Your answer must be an exact copy of the lines from the one holding "Provide the outline of every instance of the tall" through the last line of the entries below, with nothing added.
Data shown Block Start
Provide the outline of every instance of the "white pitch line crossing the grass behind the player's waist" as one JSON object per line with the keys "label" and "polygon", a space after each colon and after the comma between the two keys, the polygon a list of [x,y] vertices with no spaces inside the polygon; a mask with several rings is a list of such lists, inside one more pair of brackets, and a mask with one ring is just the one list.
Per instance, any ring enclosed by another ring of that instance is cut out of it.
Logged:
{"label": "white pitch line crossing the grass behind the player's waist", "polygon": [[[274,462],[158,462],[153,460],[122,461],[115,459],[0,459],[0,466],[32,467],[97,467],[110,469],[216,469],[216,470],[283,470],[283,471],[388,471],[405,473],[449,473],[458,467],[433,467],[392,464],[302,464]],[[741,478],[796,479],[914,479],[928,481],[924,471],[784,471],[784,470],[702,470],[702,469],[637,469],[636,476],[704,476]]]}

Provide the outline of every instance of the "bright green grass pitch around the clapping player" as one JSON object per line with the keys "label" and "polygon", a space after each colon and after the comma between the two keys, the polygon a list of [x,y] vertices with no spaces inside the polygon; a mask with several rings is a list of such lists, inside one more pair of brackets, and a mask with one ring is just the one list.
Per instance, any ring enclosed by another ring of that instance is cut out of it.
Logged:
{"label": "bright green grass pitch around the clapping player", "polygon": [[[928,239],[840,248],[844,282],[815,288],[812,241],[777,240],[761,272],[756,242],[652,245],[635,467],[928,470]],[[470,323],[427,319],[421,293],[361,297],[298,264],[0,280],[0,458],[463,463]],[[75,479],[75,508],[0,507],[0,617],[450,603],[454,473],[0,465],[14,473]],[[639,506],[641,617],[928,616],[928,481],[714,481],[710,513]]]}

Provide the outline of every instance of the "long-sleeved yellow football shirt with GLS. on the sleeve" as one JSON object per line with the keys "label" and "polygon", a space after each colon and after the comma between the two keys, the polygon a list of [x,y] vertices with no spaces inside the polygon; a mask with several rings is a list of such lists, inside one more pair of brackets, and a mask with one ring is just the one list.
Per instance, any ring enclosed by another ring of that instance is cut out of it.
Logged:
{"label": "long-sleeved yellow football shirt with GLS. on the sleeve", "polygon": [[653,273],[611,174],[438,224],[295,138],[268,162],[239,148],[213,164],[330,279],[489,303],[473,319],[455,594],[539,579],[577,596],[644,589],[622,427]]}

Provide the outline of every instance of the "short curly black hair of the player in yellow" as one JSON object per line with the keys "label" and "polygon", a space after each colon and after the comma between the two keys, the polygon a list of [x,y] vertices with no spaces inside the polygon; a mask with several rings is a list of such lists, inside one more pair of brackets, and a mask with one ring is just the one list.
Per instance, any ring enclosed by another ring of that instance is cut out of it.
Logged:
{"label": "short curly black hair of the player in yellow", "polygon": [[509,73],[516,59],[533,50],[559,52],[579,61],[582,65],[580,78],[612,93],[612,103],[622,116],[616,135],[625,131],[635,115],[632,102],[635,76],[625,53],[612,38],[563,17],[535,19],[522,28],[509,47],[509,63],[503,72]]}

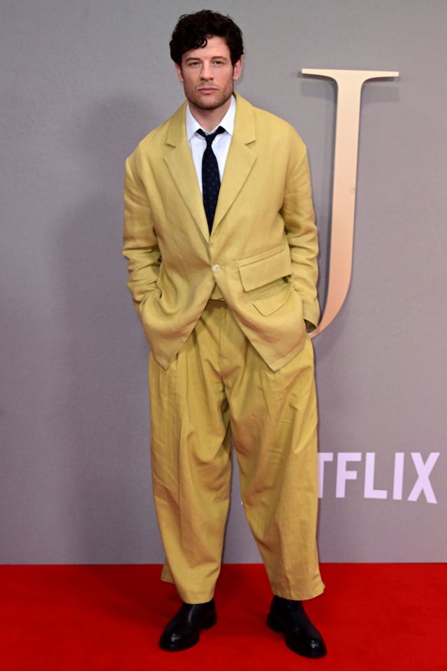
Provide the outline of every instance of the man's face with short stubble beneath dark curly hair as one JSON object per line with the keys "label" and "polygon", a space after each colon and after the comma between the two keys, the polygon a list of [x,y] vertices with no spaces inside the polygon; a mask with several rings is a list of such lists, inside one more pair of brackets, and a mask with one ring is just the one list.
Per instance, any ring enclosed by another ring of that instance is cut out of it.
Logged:
{"label": "man's face with short stubble beneath dark curly hair", "polygon": [[175,64],[183,82],[191,111],[215,110],[230,99],[233,82],[240,76],[242,60],[231,64],[230,50],[221,37],[210,37],[205,47],[192,49],[182,56],[182,67]]}

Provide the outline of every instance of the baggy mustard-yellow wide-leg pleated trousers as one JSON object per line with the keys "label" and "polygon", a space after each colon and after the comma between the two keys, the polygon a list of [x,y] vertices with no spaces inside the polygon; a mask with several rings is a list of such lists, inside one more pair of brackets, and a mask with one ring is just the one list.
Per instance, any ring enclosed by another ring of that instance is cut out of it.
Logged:
{"label": "baggy mustard-yellow wide-leg pleated trousers", "polygon": [[323,589],[316,549],[314,355],[270,370],[223,301],[209,301],[167,370],[149,355],[152,482],[162,579],[186,603],[214,595],[230,497],[230,434],[244,511],[272,592]]}

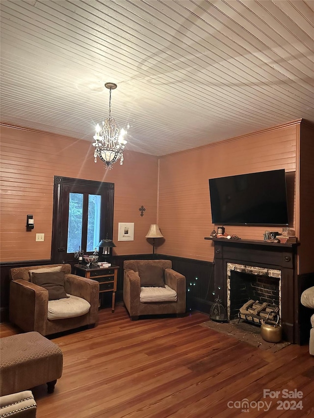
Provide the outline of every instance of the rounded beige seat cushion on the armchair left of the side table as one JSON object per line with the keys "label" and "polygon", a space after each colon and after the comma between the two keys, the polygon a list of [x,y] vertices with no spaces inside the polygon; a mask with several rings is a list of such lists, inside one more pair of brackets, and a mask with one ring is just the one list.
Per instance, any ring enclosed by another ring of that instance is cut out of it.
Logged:
{"label": "rounded beige seat cushion on the armchair left of the side table", "polygon": [[90,303],[81,297],[69,295],[68,298],[49,300],[48,319],[61,320],[65,318],[80,317],[87,314],[90,309]]}

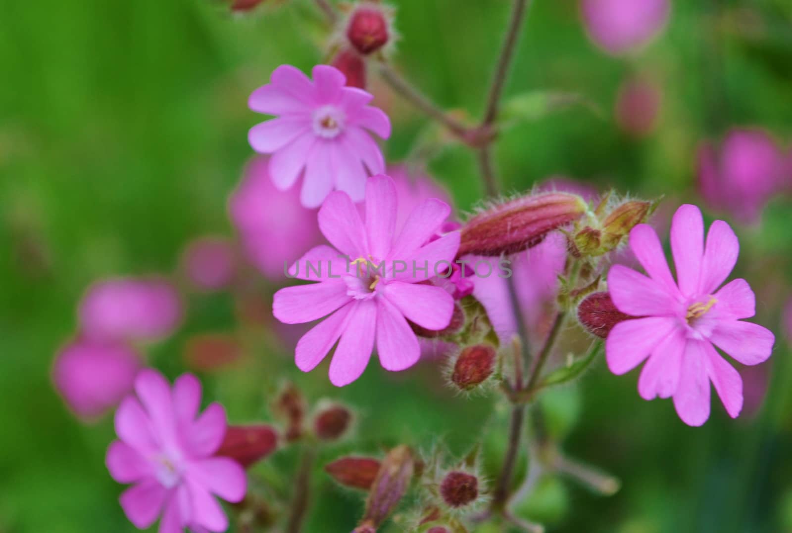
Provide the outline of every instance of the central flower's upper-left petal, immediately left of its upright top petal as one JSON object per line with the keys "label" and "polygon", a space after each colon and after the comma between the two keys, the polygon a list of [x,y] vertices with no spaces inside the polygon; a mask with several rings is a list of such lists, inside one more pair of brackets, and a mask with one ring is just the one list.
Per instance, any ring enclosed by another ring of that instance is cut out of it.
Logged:
{"label": "central flower's upper-left petal, immediately left of its upright top petal", "polygon": [[319,210],[318,221],[322,234],[341,253],[352,260],[367,255],[363,221],[346,193],[330,193]]}

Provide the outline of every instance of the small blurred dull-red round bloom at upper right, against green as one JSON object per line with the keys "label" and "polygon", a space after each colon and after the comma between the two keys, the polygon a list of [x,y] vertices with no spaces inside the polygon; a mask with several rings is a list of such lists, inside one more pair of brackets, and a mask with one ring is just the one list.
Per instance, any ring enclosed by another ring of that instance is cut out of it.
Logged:
{"label": "small blurred dull-red round bloom at upper right, against green", "polygon": [[662,100],[659,85],[648,77],[631,77],[623,82],[616,97],[616,123],[626,133],[644,137],[657,126]]}

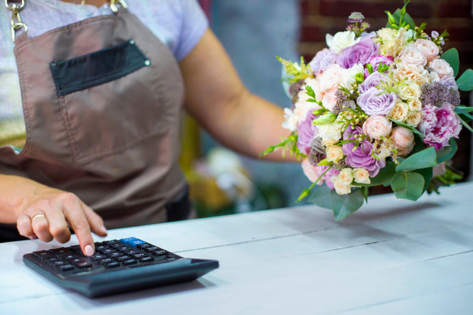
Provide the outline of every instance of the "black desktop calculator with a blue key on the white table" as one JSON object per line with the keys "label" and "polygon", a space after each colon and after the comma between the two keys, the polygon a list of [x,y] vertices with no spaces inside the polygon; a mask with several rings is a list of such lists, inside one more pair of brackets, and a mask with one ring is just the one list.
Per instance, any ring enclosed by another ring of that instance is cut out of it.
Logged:
{"label": "black desktop calculator with a blue key on the white table", "polygon": [[217,260],[181,257],[133,237],[96,242],[90,257],[73,245],[27,253],[23,262],[86,297],[192,281],[219,267]]}

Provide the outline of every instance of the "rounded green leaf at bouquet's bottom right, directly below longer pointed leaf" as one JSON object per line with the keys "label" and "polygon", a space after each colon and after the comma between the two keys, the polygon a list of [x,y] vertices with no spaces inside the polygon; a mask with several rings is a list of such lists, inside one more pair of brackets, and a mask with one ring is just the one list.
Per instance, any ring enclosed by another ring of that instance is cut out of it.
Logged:
{"label": "rounded green leaf at bouquet's bottom right, directly below longer pointed leaf", "polygon": [[393,176],[391,188],[398,199],[416,201],[424,192],[425,179],[416,172],[399,172]]}

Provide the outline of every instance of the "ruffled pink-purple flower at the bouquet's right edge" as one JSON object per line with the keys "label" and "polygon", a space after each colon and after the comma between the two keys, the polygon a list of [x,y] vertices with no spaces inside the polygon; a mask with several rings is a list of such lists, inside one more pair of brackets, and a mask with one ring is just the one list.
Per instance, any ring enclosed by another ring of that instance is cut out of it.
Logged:
{"label": "ruffled pink-purple flower at the bouquet's right edge", "polygon": [[458,138],[461,123],[452,104],[444,103],[441,108],[425,105],[419,130],[425,135],[424,143],[439,150],[448,145],[450,138]]}

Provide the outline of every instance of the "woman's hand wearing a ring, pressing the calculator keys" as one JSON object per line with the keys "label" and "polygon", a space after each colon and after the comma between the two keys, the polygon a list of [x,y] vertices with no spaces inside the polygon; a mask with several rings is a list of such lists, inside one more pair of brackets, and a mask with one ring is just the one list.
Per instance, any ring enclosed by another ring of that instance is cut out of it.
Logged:
{"label": "woman's hand wearing a ring, pressing the calculator keys", "polygon": [[71,192],[11,175],[0,175],[0,188],[5,188],[0,189],[0,201],[10,200],[10,209],[0,205],[0,221],[16,220],[19,233],[27,238],[64,243],[71,239],[71,227],[82,253],[90,256],[95,252],[91,232],[107,235],[102,218]]}

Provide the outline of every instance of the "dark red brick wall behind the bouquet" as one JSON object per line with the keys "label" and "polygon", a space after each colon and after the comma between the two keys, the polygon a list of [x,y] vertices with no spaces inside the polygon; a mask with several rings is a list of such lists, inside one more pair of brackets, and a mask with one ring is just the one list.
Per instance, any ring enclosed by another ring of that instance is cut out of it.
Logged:
{"label": "dark red brick wall behind the bouquet", "polygon": [[[298,50],[308,62],[320,49],[326,47],[325,35],[343,31],[351,12],[362,12],[373,31],[387,23],[385,10],[394,12],[402,8],[403,0],[301,0],[302,24]],[[471,0],[412,0],[407,12],[416,25],[427,23],[426,32],[439,33],[447,29],[449,40],[444,50],[455,47],[460,55],[460,73],[473,68],[473,18]],[[462,93],[462,104],[470,104],[468,93]],[[463,128],[459,151],[454,157],[454,166],[470,175],[470,131]]]}

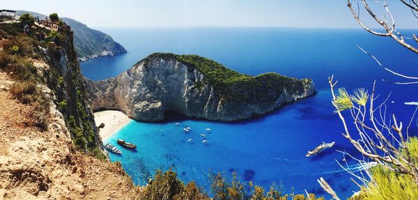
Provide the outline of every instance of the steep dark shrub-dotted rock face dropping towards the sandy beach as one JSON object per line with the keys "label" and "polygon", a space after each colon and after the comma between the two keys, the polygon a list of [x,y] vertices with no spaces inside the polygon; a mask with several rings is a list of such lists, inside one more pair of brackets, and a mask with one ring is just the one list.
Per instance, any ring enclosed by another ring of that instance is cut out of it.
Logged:
{"label": "steep dark shrub-dotted rock face dropping towards the sandy beach", "polygon": [[72,140],[78,148],[100,153],[102,141],[95,127],[83,75],[72,43],[73,32],[60,31],[60,46],[47,45],[44,61],[49,68],[42,72],[45,83],[56,95],[55,103],[65,117]]}

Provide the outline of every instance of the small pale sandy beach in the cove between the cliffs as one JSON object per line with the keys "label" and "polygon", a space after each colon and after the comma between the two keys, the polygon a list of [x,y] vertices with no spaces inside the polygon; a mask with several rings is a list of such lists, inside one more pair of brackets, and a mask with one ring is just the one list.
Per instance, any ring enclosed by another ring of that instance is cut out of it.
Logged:
{"label": "small pale sandy beach in the cove between the cliffs", "polygon": [[104,140],[133,120],[123,111],[105,110],[94,112],[94,121],[96,126],[104,123],[104,128],[100,128],[100,137]]}

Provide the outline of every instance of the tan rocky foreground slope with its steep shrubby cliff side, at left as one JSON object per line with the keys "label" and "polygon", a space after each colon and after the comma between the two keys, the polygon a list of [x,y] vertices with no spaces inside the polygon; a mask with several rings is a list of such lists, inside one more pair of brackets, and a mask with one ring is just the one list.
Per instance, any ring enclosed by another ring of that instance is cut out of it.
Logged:
{"label": "tan rocky foreground slope with its steep shrubby cliff side, at left", "polygon": [[0,24],[0,199],[132,199],[102,153],[72,31],[55,43],[39,31],[49,30]]}

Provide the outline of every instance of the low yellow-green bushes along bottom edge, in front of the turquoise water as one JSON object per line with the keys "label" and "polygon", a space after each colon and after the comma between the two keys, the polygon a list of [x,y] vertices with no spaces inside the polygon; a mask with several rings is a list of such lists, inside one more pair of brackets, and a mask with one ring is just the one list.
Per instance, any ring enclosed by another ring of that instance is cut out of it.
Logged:
{"label": "low yellow-green bushes along bottom edge, in front of the turquoise water", "polygon": [[[275,185],[270,187],[269,192],[265,194],[263,187],[249,183],[241,183],[236,174],[228,180],[223,174],[210,175],[211,194],[214,200],[323,200],[323,197],[316,198],[314,194],[306,197],[303,194],[283,194],[277,190]],[[206,200],[209,195],[194,182],[187,183],[178,180],[176,172],[162,172],[157,170],[155,177],[139,193],[137,199],[144,200]]]}

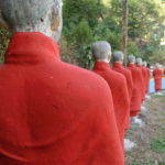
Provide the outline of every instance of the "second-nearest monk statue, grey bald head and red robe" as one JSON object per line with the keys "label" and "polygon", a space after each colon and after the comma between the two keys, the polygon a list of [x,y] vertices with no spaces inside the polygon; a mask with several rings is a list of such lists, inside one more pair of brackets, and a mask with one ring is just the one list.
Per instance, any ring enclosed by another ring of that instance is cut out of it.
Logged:
{"label": "second-nearest monk statue, grey bald head and red robe", "polygon": [[94,72],[103,77],[111,89],[117,125],[123,146],[124,132],[130,118],[130,100],[125,77],[110,68],[111,46],[108,42],[94,43],[92,56],[95,58]]}

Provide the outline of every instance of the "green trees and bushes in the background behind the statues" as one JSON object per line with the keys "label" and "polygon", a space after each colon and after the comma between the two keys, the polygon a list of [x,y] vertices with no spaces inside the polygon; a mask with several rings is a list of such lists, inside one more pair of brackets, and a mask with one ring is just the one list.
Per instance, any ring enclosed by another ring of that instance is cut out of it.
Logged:
{"label": "green trees and bushes in the background behind the statues", "polygon": [[[129,0],[128,54],[141,56],[150,63],[165,63],[165,46],[160,45],[165,31],[163,3],[163,0]],[[122,6],[123,0],[64,0],[61,45],[65,53],[68,50],[72,54],[72,59],[65,59],[72,63],[74,58],[77,65],[90,68],[90,48],[95,41],[108,41],[113,51],[122,50]],[[1,29],[1,61],[8,37],[8,32]]]}

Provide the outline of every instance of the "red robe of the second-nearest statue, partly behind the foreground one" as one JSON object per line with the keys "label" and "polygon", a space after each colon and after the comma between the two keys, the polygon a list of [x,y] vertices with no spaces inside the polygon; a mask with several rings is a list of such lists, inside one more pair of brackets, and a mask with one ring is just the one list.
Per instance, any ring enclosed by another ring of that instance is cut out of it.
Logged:
{"label": "red robe of the second-nearest statue, partly behind the foreground one", "polygon": [[111,89],[117,125],[119,129],[121,142],[123,142],[124,130],[128,127],[128,118],[130,117],[127,80],[123,75],[113,72],[109,64],[105,62],[96,62],[94,72],[102,76]]}

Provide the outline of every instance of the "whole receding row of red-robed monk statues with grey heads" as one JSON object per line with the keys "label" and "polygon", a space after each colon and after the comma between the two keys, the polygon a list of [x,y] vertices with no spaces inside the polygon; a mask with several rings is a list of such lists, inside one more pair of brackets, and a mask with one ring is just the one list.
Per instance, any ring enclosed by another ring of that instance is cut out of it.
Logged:
{"label": "whole receding row of red-robed monk statues with grey heads", "polygon": [[130,55],[124,68],[114,52],[110,68],[105,41],[92,44],[94,72],[62,62],[61,0],[0,0],[0,16],[13,33],[0,66],[0,165],[124,165],[146,63]]}

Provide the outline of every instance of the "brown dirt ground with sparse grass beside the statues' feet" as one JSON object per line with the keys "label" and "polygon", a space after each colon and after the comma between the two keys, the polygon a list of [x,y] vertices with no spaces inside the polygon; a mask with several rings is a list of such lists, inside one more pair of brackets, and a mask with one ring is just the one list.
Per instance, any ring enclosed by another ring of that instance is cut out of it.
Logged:
{"label": "brown dirt ground with sparse grass beside the statues' feet", "polygon": [[147,111],[141,112],[145,127],[133,127],[127,138],[136,146],[127,153],[127,165],[165,165],[165,91],[151,95],[144,102]]}

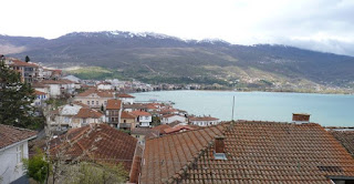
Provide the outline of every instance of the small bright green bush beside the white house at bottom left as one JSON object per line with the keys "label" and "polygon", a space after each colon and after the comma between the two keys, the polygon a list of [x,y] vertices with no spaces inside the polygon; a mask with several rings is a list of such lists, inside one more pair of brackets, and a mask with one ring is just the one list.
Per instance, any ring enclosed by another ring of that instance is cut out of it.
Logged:
{"label": "small bright green bush beside the white house at bottom left", "polygon": [[33,157],[23,159],[23,166],[27,175],[38,183],[44,183],[50,171],[50,164],[44,160],[44,153],[40,149]]}

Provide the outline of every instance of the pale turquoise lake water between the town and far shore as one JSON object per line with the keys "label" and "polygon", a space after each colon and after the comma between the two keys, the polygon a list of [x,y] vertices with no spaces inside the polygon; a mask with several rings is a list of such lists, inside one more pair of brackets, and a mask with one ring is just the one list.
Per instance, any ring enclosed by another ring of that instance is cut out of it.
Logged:
{"label": "pale turquoise lake water between the town and far shore", "polygon": [[219,91],[159,91],[134,93],[136,101],[171,101],[174,108],[189,114],[211,115],[222,121],[262,120],[291,122],[292,113],[310,113],[311,122],[329,126],[354,126],[354,95],[219,92]]}

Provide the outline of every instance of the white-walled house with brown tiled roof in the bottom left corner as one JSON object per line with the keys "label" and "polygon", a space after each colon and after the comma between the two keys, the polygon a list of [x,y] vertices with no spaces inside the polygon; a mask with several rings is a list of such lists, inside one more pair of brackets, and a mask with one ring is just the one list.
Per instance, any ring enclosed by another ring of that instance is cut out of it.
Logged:
{"label": "white-walled house with brown tiled roof in the bottom left corner", "polygon": [[1,183],[25,183],[22,159],[29,157],[28,142],[35,136],[34,131],[0,124]]}

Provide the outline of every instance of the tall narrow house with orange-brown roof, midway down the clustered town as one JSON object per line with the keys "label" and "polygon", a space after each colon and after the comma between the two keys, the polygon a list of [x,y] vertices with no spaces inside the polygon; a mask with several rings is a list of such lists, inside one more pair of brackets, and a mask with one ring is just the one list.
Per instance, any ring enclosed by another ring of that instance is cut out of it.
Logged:
{"label": "tall narrow house with orange-brown roof, midway down the clustered town", "polygon": [[119,129],[122,116],[122,101],[116,99],[107,100],[106,105],[106,122],[113,126]]}

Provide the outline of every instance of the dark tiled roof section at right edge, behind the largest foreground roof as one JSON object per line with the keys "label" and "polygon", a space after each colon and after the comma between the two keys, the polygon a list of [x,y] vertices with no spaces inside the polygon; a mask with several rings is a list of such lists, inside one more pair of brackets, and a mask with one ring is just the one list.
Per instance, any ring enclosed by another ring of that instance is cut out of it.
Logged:
{"label": "dark tiled roof section at right edge, behind the largest foreground roof", "polygon": [[354,157],[354,130],[331,131],[332,135],[341,142],[346,151]]}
Data shown Block End
• _Exercise output_
Provide the outline of every instance of the tall narrow house with orange-brown roof, midway down the clustered town as one JSON object per line with the keys "label" and "polygon", a space after each colon and after the comma between the two keys, the polygon a list of [x,y] vertices with no spaces inside the polygon; a mask with several rings is a list of such lists, inside one more pair of brackets, and a mask with one ring is just the one list.
Per instance, any ring enclosed by another ring of that instance is cut out of it.
Logged:
{"label": "tall narrow house with orange-brown roof, midway down the clustered town", "polygon": [[119,129],[122,116],[122,101],[116,99],[107,100],[106,105],[106,122],[113,126]]}

Provide the outline of every instance of the dark tiled roof section at right edge, behind the largest foreground roof as one JSON object per line with the keys "label" and "polygon", a space after each colon and after the comma between the two keys, the polygon a list of [x,y] vertices with no spaces inside the polygon; a mask with several rings is a list of such lists, inside one more pair of brackets, and a mask with one ring is just the one list.
Per instance, any ring enclosed by another ring of that instance is cut out of it.
Logged:
{"label": "dark tiled roof section at right edge, behind the largest foreground roof", "polygon": [[354,157],[354,130],[331,131],[332,135],[341,142],[346,151]]}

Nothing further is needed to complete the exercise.